## Problem
Pull every line that includes the word "front" out of the data below and copy it.

_ _ _ _ _ _ _

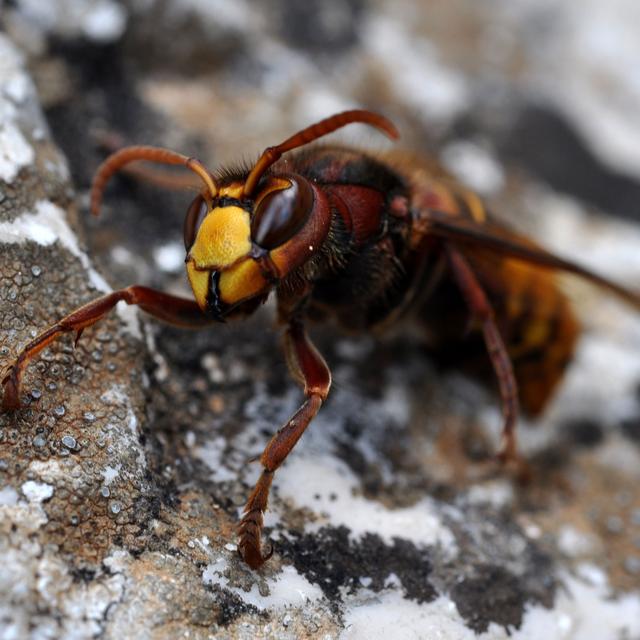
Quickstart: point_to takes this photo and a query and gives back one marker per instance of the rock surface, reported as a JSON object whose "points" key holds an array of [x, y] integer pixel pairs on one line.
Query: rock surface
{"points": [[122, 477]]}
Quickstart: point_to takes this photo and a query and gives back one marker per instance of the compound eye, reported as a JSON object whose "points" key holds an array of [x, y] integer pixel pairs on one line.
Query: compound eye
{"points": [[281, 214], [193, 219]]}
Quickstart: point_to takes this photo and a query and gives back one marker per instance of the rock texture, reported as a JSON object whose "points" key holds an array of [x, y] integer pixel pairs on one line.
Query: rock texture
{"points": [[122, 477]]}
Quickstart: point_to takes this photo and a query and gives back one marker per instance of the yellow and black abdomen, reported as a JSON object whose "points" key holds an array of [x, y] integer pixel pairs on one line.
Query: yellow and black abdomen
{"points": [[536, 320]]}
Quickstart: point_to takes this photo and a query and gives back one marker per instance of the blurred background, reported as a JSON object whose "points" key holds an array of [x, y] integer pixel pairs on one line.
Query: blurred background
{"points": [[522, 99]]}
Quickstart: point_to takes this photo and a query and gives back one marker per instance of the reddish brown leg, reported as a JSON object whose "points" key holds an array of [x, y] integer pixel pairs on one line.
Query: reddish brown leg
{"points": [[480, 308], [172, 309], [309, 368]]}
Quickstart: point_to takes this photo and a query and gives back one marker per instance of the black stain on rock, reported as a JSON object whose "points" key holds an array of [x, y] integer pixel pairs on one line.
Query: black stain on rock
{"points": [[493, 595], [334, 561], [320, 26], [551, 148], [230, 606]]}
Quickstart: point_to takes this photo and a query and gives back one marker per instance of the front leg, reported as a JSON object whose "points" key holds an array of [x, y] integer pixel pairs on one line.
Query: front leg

_ _ _ _ _ _ _

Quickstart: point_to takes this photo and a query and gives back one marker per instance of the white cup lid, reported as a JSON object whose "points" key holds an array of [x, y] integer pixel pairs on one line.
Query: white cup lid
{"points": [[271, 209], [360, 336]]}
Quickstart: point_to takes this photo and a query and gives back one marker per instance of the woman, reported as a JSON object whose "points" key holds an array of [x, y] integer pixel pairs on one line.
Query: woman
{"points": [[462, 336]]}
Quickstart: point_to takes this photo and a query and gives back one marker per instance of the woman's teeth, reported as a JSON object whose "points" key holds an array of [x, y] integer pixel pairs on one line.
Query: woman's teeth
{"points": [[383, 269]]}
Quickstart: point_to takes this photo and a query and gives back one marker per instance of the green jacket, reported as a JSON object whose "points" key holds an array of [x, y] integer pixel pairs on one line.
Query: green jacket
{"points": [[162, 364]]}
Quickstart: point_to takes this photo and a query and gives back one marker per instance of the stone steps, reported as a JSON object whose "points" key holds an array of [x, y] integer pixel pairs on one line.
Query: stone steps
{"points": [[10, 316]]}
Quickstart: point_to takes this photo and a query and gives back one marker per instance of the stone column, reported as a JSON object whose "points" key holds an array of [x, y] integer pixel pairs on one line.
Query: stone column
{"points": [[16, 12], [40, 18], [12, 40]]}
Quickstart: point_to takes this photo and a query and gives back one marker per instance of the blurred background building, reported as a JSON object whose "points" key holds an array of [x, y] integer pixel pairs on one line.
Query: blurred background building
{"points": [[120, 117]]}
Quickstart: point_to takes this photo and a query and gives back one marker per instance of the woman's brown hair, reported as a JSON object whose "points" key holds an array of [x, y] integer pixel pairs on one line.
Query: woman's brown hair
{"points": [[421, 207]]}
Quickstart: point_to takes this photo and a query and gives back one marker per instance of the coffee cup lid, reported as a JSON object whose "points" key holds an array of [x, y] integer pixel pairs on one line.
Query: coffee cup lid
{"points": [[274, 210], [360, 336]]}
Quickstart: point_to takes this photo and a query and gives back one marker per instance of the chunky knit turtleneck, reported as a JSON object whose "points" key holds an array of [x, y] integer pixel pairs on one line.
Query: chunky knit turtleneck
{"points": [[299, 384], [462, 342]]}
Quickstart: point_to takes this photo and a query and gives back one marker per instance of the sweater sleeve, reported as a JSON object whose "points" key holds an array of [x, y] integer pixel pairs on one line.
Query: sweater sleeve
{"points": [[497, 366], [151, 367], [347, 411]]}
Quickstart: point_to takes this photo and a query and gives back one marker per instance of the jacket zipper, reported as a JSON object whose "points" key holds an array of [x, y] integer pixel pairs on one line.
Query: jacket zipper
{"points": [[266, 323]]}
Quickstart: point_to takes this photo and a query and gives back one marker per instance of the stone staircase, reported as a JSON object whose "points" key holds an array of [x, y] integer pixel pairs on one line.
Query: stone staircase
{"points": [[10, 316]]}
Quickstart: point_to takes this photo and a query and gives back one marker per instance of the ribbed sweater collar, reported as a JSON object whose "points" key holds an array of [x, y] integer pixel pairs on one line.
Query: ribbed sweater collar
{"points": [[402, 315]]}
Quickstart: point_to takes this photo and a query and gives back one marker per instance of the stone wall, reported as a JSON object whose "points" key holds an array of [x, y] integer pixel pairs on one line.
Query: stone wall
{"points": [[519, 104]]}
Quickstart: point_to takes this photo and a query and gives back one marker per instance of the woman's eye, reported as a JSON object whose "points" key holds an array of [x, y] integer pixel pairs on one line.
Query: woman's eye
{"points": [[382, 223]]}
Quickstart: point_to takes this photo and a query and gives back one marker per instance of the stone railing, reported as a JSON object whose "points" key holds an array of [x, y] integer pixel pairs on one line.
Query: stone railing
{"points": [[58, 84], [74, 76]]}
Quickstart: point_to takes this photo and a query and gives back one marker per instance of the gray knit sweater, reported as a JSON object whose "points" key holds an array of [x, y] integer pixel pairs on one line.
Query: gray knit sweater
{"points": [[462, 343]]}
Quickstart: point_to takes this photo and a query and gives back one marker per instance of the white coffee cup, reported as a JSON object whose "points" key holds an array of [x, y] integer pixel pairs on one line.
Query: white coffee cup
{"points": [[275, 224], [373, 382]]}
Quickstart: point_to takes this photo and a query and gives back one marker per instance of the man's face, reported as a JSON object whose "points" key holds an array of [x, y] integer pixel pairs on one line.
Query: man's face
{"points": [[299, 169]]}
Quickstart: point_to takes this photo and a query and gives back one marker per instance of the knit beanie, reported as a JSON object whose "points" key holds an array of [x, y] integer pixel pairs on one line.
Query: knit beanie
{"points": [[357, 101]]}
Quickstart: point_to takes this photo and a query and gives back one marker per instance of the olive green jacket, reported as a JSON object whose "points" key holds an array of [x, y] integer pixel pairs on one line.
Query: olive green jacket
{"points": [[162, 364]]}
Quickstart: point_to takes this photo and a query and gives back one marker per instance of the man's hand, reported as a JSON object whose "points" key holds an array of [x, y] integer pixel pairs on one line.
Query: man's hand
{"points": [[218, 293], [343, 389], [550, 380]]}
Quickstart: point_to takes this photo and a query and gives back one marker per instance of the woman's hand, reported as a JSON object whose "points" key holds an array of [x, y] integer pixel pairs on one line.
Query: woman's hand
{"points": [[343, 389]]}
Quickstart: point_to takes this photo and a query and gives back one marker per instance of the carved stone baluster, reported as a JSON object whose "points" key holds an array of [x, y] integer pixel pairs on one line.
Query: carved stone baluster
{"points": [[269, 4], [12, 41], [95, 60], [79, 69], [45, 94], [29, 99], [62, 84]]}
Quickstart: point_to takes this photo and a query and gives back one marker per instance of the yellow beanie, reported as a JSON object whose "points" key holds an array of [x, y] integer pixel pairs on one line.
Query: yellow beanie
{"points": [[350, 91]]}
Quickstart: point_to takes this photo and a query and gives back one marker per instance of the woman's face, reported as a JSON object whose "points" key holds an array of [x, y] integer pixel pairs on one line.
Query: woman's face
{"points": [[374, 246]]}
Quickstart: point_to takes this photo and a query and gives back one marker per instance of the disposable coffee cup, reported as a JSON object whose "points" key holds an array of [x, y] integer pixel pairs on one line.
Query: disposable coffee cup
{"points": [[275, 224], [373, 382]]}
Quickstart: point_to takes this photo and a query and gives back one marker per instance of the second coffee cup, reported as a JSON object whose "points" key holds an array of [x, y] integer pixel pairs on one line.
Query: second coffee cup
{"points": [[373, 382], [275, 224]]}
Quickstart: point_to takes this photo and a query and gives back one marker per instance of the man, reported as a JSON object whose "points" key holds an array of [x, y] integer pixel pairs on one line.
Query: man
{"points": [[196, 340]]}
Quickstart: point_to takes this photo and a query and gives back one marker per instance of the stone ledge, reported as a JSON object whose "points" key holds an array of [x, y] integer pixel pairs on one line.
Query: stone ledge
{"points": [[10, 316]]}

_ _ _ _ _ _ _

## Written answer
Quickstart: point_to takes this photo and a query and gives back one marker per instance of the front leg, reported as a JSON object whose "points" key holds an array of [x, y] integer pixel pairs on one line.
Query: front leg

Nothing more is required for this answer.